Your instructions —
Echo back, unchanged, the rows beginning at the line containing "the white sedan" and continuing through the end of the rows.

%%

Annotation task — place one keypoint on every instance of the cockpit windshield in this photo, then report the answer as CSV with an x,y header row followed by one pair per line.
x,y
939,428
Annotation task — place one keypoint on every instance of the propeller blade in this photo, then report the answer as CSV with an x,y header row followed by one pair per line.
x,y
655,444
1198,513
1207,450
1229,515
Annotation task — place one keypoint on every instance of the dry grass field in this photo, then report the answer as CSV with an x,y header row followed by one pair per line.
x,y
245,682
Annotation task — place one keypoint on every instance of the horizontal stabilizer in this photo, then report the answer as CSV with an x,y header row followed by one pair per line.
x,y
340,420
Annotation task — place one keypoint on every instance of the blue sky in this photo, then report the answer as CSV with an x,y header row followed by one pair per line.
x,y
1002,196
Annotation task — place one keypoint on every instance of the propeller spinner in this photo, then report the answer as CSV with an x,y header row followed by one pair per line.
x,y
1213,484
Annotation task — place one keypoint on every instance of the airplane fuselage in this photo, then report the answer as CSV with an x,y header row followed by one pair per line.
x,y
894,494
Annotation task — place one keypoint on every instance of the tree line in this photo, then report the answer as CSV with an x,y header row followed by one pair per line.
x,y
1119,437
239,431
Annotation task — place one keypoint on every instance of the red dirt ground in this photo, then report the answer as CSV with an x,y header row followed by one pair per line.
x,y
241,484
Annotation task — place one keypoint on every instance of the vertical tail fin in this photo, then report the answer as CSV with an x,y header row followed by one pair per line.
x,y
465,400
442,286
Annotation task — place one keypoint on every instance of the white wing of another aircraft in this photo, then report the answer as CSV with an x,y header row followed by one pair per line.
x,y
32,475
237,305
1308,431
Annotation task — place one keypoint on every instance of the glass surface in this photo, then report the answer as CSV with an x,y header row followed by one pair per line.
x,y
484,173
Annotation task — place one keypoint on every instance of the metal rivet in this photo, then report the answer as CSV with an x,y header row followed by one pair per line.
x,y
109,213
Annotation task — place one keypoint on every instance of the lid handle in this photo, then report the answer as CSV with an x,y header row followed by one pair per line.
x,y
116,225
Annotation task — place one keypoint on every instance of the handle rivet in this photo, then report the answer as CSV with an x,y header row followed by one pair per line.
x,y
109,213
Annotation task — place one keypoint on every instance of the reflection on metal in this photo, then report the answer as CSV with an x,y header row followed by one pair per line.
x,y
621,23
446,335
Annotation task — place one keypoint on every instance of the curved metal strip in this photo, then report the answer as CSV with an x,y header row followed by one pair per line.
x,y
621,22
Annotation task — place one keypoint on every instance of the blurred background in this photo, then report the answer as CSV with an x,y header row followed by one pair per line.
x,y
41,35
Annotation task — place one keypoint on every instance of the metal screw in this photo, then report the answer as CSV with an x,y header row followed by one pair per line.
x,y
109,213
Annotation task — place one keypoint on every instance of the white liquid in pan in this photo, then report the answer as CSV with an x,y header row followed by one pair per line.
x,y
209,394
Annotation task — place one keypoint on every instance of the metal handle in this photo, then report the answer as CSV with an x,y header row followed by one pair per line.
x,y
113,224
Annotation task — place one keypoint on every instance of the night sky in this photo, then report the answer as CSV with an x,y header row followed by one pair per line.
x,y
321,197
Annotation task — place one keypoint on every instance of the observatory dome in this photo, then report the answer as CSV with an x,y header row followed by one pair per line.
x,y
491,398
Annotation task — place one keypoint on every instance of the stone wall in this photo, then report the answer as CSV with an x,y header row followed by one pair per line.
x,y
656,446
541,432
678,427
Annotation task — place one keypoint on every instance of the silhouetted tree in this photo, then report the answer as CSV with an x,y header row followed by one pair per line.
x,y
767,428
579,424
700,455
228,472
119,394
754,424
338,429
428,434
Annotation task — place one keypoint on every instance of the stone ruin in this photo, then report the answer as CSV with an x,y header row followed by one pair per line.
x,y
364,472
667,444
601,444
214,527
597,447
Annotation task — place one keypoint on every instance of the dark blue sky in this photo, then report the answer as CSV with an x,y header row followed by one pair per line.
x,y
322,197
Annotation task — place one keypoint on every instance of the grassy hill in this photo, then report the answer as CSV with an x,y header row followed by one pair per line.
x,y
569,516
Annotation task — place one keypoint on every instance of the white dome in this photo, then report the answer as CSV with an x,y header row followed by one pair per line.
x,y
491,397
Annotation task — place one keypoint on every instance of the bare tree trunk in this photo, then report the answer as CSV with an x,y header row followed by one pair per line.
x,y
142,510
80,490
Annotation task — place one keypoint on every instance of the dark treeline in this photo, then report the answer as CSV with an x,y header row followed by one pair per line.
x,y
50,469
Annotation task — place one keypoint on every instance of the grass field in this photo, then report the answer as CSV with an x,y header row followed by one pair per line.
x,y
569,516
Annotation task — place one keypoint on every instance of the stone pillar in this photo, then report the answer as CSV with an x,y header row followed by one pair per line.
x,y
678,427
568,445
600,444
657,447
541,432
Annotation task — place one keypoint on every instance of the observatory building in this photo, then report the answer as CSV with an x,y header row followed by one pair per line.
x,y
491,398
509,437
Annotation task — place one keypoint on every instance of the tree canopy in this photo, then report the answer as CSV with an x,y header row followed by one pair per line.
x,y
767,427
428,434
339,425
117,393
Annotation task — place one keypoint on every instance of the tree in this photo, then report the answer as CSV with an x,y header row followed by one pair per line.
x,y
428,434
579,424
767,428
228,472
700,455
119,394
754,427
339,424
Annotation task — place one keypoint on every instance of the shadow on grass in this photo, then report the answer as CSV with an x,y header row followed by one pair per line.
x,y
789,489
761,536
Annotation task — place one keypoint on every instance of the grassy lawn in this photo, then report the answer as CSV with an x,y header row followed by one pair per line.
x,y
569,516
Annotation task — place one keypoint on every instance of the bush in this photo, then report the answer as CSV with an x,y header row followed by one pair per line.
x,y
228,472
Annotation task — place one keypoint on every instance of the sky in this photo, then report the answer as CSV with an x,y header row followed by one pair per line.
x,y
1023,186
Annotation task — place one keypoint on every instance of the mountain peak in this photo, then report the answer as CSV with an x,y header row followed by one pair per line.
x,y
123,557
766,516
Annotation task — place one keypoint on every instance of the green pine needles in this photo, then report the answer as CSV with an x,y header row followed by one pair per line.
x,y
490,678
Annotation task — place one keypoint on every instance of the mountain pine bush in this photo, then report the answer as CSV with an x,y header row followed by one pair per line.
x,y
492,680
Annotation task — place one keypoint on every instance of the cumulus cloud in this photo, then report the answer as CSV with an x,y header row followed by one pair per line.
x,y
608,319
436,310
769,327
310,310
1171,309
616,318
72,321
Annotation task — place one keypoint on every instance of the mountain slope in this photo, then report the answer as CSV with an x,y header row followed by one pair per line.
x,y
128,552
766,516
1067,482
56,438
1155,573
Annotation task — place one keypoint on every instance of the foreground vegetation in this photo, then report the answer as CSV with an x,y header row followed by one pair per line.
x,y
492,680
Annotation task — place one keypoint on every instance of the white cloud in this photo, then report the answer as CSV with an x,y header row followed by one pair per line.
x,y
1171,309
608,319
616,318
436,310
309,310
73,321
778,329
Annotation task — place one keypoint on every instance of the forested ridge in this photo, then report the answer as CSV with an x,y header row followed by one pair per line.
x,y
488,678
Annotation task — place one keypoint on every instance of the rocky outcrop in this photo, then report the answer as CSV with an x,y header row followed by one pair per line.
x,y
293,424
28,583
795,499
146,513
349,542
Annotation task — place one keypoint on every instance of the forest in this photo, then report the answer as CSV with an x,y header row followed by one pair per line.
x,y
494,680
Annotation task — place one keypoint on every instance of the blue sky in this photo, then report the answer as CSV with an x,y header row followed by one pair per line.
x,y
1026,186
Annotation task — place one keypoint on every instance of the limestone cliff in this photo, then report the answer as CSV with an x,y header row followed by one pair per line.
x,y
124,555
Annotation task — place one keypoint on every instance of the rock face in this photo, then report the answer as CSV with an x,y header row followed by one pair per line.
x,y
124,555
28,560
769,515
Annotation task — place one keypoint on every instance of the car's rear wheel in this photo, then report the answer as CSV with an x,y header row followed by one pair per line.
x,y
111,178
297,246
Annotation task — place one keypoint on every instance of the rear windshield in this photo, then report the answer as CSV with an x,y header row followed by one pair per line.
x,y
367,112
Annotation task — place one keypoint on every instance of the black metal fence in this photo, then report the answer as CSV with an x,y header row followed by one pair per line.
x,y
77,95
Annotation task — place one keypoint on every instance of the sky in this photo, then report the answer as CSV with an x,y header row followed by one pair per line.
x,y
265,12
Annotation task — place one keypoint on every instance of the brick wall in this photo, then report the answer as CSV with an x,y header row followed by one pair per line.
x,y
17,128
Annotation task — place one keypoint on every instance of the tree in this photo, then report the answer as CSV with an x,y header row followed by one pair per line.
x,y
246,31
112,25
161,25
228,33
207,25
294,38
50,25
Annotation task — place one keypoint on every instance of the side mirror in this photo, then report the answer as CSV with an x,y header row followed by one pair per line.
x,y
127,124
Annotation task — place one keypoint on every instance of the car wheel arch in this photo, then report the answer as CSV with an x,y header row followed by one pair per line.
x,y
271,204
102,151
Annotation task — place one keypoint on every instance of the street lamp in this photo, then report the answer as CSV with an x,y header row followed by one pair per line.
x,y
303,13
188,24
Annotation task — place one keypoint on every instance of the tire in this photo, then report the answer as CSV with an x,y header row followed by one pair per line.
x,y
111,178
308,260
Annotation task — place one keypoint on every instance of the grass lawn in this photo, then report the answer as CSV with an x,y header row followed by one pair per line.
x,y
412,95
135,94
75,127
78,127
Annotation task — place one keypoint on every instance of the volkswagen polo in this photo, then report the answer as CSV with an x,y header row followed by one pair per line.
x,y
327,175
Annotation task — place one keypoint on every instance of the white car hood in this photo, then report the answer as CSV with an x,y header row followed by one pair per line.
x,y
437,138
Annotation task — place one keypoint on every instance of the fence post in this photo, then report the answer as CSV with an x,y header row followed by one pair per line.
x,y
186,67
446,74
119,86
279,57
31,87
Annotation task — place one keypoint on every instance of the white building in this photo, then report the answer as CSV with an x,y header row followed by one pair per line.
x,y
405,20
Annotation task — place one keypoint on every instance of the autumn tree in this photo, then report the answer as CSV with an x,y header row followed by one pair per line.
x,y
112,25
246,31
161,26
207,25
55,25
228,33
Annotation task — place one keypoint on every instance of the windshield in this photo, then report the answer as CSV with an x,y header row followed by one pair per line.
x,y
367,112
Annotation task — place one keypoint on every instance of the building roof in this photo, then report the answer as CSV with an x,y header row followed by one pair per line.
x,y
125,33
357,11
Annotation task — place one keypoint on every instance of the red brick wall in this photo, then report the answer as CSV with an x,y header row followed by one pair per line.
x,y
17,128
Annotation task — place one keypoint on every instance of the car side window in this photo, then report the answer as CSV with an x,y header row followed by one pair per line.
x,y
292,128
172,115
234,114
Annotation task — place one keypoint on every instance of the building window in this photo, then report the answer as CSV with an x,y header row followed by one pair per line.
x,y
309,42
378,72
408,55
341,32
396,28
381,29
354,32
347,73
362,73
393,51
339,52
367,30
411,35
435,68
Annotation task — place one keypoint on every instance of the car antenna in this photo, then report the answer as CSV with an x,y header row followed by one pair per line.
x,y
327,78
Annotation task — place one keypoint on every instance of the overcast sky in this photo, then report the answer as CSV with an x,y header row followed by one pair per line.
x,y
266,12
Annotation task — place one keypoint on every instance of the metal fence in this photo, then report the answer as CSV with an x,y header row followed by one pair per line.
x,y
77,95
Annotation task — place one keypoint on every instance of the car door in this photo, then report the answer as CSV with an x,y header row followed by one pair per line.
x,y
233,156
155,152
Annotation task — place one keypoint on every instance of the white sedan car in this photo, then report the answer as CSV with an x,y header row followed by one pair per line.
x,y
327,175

%%

Problem solution —
Annotation task — place one keypoint on every instance of the white sedan car in this photo, then report the answer as CSV with an x,y header row followed by one pair per line.
x,y
327,175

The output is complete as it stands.